▸ Text
%%

This code is also available in my GitHub repository.

The following is an example using ChromaDB.

from langchain.document_loaders import TextLoader
from langchain.text_splitter import CharacterTextSplitter
from langchain.embeddings import SentenceTransformerEmbeddings
from langchain.vectorstores import Chroma
from langchain.retrievers import SemanticRetriever
from langchain.prompts import ChatPromptTemplate
from langchain.chat_models import ChatOpenAI
from langchain.schema.output_parser import StrOutputParser
from langchain.schema.runnable import RunnablePassthrough

# Step 1: Load the document and split it into chunks
loader = TextLoader("path/to/document.txt")
documents = loader.load()

text_splitter = CharacterTextSplitter(chunk_size=1000, chunk_overlap=0)
chunks = text_splitter.split_documents(documents)

# Step 2: Create embeddings
embedding_model = SentenceTransformerEmbeddings(model_name="all-MiniLM-L6-v2")
embeddings = embedding_model.embed(chunks)

# Step 3: Store embeddings in ChromaDB
db = Chroma.from_embeddings(embeddings)

# Step 4: Create a retriever
retriever = SemanticRetriever(db)

# Step 5: Define the prompt template
template = """Answer the question based only on the following context:
{context}

Question: {question}
"""
prompt = ChatPromptTemplate.from_template(template)

# Step 6: Create the language model
model = ChatOpenAI()

# Step 7: Define the output parser
output_parser = StrOutputParser()

# Step 8: Define the RAG pipeline
pipeline = {
    "context": retriever,
    "question": RunnablePassthrough(),
} | prompt | model | output_parser

# Step 9: Invoke the RAG pipeline with a question
question = "What is the main theme of the document?"
answer = pipeline.invoke({"question": question})

# Step 10: Print the answer
print(answer)

Langchain provides a great framework for implementing RAG applications. Langchain offers a wide range of document loaders to fetch documents from multiple sources, including private S3 buckets and public websites. It also provides algorithms to transform documents, such as splitting large documents into smaller chunks, optimizing them for retrieval.

Langchain integrates with several embedding providers, allowing you to create embeddings that capture the semantic meaning of text and facilitate efficient retrieval. It supports various vector stores for storing and searching embeddings, enabling efficient storage and retrieval of document representations. It also supports different retrieval algorithms, including semantic search, parent document retriever, self-query retriever, and ensemble retriever, enhancing the performance of retrieval operations.

%%

▸ Dataset content
%%

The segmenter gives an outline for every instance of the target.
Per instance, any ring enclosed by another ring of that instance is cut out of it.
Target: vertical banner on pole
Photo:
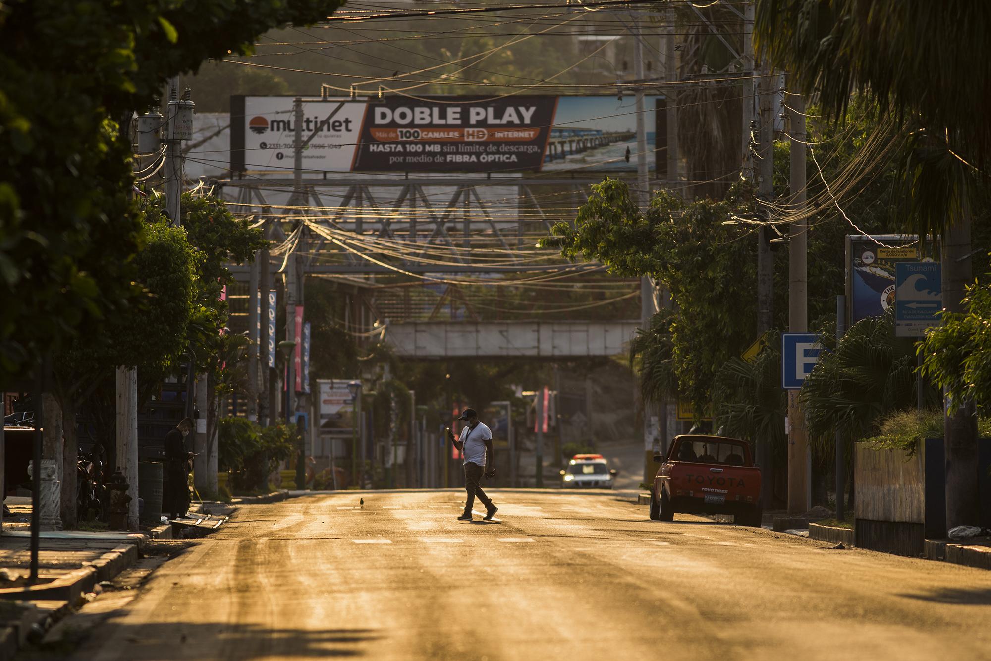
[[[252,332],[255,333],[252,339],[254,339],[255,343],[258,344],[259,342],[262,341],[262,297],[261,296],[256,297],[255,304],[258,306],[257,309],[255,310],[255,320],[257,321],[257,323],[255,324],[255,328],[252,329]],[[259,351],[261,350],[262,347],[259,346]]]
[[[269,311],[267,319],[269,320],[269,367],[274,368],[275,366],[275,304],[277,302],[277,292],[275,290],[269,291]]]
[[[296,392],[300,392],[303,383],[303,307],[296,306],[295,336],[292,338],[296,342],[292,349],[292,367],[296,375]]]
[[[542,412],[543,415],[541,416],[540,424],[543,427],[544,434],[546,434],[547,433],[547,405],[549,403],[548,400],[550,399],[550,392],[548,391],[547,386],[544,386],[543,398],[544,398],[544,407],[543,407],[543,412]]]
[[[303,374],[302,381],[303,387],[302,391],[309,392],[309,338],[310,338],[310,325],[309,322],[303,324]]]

%%
%%

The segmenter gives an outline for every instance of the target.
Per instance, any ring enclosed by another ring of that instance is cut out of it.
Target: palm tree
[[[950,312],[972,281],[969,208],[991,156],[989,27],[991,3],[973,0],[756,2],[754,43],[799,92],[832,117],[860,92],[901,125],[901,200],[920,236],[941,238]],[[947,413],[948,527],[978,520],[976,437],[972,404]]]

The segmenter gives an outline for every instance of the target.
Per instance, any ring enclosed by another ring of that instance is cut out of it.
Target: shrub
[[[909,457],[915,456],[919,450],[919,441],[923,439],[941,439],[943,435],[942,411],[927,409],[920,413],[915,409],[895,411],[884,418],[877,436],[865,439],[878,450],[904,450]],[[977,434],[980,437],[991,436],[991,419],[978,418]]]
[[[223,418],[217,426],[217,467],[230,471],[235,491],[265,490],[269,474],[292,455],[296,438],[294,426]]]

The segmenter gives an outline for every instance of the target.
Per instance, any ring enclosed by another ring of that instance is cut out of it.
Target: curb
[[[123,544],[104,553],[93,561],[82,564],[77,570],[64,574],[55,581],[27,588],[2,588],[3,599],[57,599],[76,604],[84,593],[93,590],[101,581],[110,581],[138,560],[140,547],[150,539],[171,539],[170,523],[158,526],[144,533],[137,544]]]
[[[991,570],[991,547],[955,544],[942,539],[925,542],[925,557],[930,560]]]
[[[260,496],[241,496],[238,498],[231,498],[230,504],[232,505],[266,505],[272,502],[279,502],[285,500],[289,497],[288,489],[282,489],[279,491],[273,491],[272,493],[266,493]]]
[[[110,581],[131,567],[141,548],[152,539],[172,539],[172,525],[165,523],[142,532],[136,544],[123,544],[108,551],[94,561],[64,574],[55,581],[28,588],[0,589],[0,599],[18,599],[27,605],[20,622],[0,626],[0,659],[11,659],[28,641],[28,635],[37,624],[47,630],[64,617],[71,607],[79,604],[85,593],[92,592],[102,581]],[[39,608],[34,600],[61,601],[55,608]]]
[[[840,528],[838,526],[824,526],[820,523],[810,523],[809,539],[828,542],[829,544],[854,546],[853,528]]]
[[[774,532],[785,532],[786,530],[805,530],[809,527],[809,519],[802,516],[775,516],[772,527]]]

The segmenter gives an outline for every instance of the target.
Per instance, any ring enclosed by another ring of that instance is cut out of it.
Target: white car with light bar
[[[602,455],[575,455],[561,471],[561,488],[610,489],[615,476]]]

%%

▸ What to work on
Please decide whether each of the following statements agrees with the Langchain text above. For each one, answer yes or no and quote the deciding words from the text. (a) The text splitter in the code keeps an overlap of 100 characters between chunks. (b) Langchain's document loaders can fetch documents from private S3 buckets. (c) The embedding model used in the code is named "all-MiniLM-L6-v2".

▸ Answer space
(a) No: "chunk_overlap=0"
(b) Yes: "including private S3 buckets and public websites"
(c) Yes: "model_name="all-MiniLM-L6-v2""